Directions: Could you update the data below by swapping "image" for "photo" everywhere and leaving everything else unchanged? Omit the pictures from your version.

Records to process:
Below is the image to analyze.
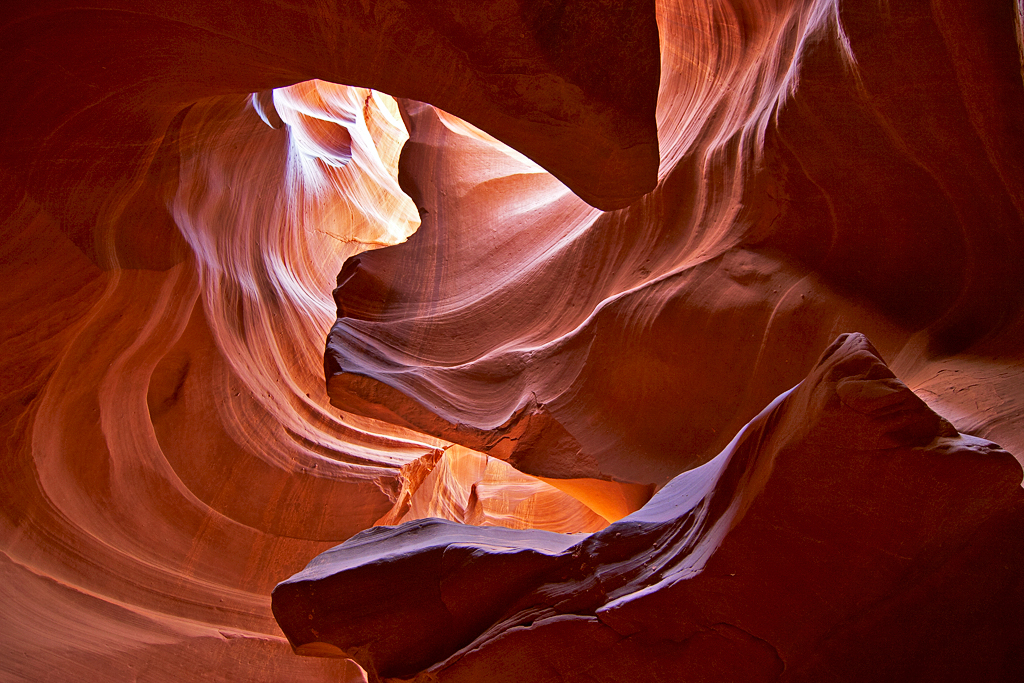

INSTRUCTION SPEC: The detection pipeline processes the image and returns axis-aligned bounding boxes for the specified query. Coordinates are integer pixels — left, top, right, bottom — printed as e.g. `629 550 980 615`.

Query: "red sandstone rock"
0 0 1024 681
273 334 1024 682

Response below:
Below is the photo to analyze.

INSTRUCTION SPEC: The detection pipeline processes the photo and returns axis-aligned bounding boxes for the specified query. Coordinates are integer pixels — left, top, right, bottom — printed as e.g. `629 550 980 615`.

Query: "red sandstone rock"
0 0 1024 681
273 334 1024 682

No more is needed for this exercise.